→ **Показанный текст**
Все вышеперечисленное крадется, забивается в компьютер (раньше, в рукописную и пишмашинную эру, было сложнее совершать такие кульбиты, но и тогда такое наблюдалось) и искусно, тщательно переписывается.
Меняются имена героев. Подставляются взамен украденных похожие как две капли воды, подобные ситуации. Видоизменяется исходник — так, чтобы и помину от исходника не осталось; переписывается напрочь.
И — вперед, к издателю!
Издатель смотрит: оценивает: недурно! — командует: в печать!
И вот вор держит в руках глянцевую свою книжечку и довольно похихикивает: как я его, автора-барана, обдурил!
А может, напротив, трусливо оглядывается по сторонам и думает, совсем как Беликов у Чехова: «Как бы чего не вышло».
Почему человек так поступает? Что, сил не хватает придумать свое, устал, что ли? Утомился? Ну не ходи тогда в искусство! Там воров не любят! И слабаков тоже!
И все же, все же, все же! Этот соблазн тоже объясним.

→ **Блок данных**
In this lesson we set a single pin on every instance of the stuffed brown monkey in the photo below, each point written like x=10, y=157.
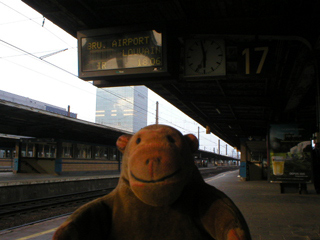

→ **Задания к упражнению**
(1) Объясните одним–тремя предложениями, почему, согласно тексту о литературном воровстве, тому, кто не может придумать свое, не стоит идти в искусство.
(2) С каким чеховским персонажем сравнивается вор в тексте о литературном воровстве?
(3) Перепечатайте фрагмент текста о литературном воровстве от слов "Все вышеперечисленное крадется, забивается" до слов "искусно, тщательно переписывается." включительно.
Строки взяты из другого источника.

→ **Решения задач**
(1) Не стоит потому, что в искусстве не любят воров и не любят слабаков.

(2) С Беликовым.

(3)
Все вышеперечисленное крадется, забивается в компьютер (раньше, в рукописную и пишмашинную эру, было сложнее совершать такие кульбиты, но и тогда такое наблюдалось) и искусно, тщательно переписывается.